▸ What to work on
Leaving out every picture, quote the data below exactly as it appears.

⟨

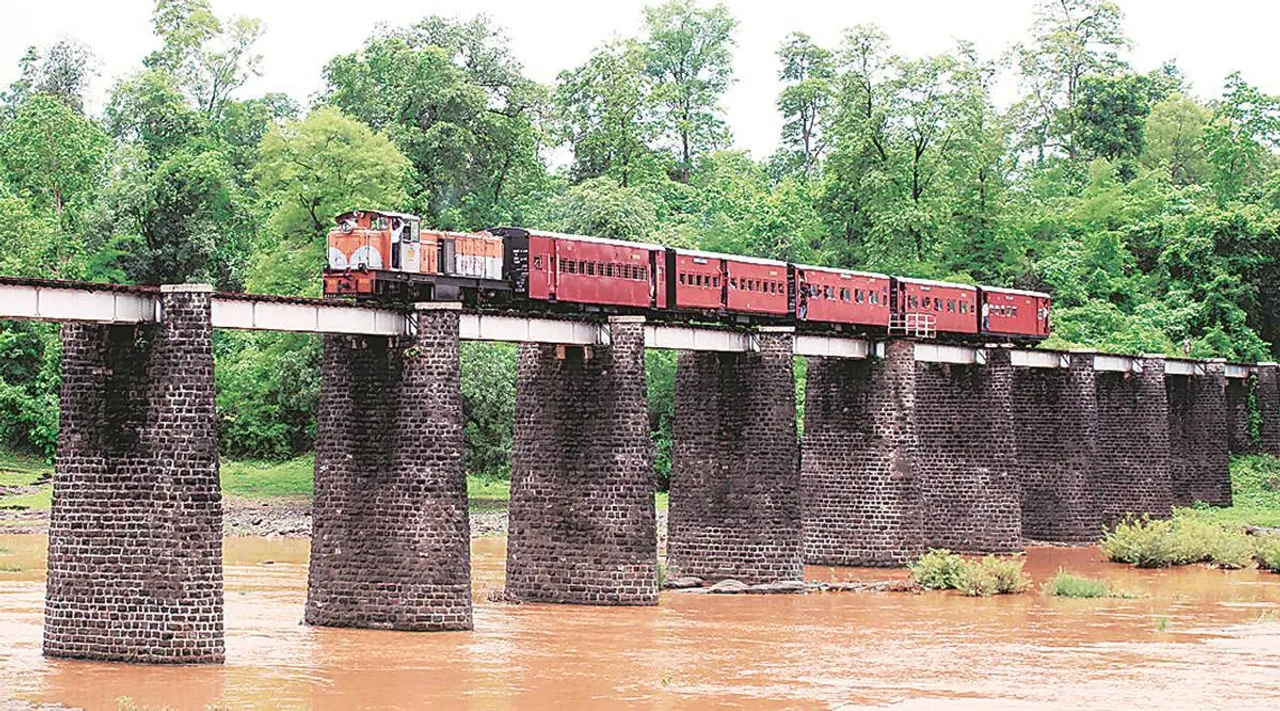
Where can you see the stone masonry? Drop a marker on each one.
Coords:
(967, 456)
(136, 532)
(1198, 457)
(859, 482)
(1239, 391)
(735, 479)
(1267, 397)
(1055, 415)
(1132, 456)
(581, 518)
(391, 534)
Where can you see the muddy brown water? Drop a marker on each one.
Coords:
(1198, 638)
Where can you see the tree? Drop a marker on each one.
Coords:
(455, 101)
(53, 153)
(906, 133)
(1070, 39)
(62, 69)
(1174, 140)
(324, 165)
(603, 208)
(1246, 126)
(808, 77)
(604, 110)
(210, 57)
(1110, 114)
(689, 57)
(311, 171)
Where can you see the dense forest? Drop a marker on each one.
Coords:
(1151, 213)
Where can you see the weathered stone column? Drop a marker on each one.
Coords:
(136, 532)
(391, 534)
(735, 478)
(581, 519)
(1055, 415)
(1198, 459)
(1267, 397)
(1132, 457)
(1239, 391)
(860, 493)
(967, 456)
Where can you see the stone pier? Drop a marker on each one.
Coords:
(967, 456)
(1132, 456)
(1198, 450)
(1239, 392)
(391, 534)
(1266, 392)
(136, 531)
(1055, 415)
(862, 498)
(735, 481)
(581, 518)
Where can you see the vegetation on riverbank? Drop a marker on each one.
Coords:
(1069, 584)
(941, 570)
(1183, 539)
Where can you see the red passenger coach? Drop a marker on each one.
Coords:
(952, 306)
(720, 282)
(1014, 313)
(758, 286)
(577, 269)
(841, 296)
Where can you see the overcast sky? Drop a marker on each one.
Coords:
(1208, 40)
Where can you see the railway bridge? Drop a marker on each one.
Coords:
(906, 445)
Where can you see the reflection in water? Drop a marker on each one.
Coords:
(1197, 638)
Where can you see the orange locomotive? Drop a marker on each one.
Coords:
(378, 254)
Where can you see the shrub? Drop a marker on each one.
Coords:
(1266, 548)
(942, 570)
(1182, 541)
(978, 580)
(1230, 548)
(938, 569)
(1008, 574)
(1141, 542)
(1065, 584)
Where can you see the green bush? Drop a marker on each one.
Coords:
(938, 570)
(1266, 548)
(1065, 584)
(1141, 542)
(1180, 541)
(1230, 548)
(942, 570)
(1008, 574)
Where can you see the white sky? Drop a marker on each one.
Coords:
(1208, 40)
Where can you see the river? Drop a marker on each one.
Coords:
(1197, 638)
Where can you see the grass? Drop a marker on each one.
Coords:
(941, 569)
(1255, 495)
(252, 479)
(1068, 584)
(1179, 541)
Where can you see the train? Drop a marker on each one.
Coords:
(379, 255)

⟩

▸ Output of the exercise
Where can you see the stone masonry? Drop a marker on each one.
Coords:
(967, 456)
(136, 532)
(1198, 457)
(859, 482)
(1239, 391)
(735, 479)
(1267, 397)
(1055, 415)
(1132, 456)
(581, 518)
(391, 534)
Where can you see the muddy brown water? Drop a marker on each one.
Coords:
(1198, 638)
Where can you see the tree? Drop a marker on each one.
Coords:
(455, 101)
(53, 153)
(906, 133)
(1070, 39)
(62, 69)
(1174, 140)
(324, 165)
(603, 208)
(1246, 126)
(808, 77)
(604, 110)
(210, 57)
(1110, 114)
(689, 57)
(311, 171)
Where can you see the dense forest? Drop a marker on each one.
Coords:
(1151, 213)
Where can you see the weathered stone column? Drop a marker on each one.
Coords:
(136, 532)
(391, 534)
(735, 478)
(581, 519)
(1055, 415)
(1198, 459)
(1267, 397)
(1132, 457)
(1239, 391)
(860, 493)
(967, 456)
Where can you see the stone pier? Drop a marker on each one.
Coords:
(967, 456)
(1132, 456)
(1198, 450)
(1239, 392)
(391, 534)
(1266, 392)
(136, 531)
(1055, 415)
(862, 498)
(735, 481)
(581, 518)
Where can you see the vegetation on riverbank? Drop a marker on each one.
Coords:
(1069, 584)
(941, 570)
(1183, 539)
Where can you see the red passenger coach? Drop a marker on each one.
Coords:
(952, 306)
(720, 282)
(1014, 313)
(758, 286)
(577, 269)
(841, 296)
Where can you see the overcast sky? Drop a marker on each one.
Coords:
(1208, 40)
Where can you see the railway bridge? Drop a marker on each one.
Coords:
(906, 445)
Where can you see the reflection in water? Drop a marker on each one.
Coords:
(1197, 638)
Where can you see the orange locomotive? Drop a marker on each one.
Coords:
(378, 254)
Where can you see the shrub? Drop a marker on each one.
Coords:
(1266, 548)
(942, 570)
(1182, 541)
(978, 580)
(1230, 548)
(938, 569)
(1008, 574)
(1141, 542)
(1065, 584)
Where can you see the green bush? Drop a marker on each one.
Coords:
(938, 570)
(1266, 548)
(1065, 584)
(1141, 542)
(1180, 541)
(1230, 548)
(942, 570)
(1008, 574)
Where can you see the white sky? Drop a marker on each one.
Coords:
(1208, 40)
Where can you see the river? Drop a marker on each one.
Coords:
(1197, 638)
Where can you see the grass? Drop a marker on each one.
Coords:
(941, 569)
(1255, 495)
(252, 479)
(1068, 584)
(1179, 541)
Where can you see the train? Drop a marker on each one.
Coords:
(379, 255)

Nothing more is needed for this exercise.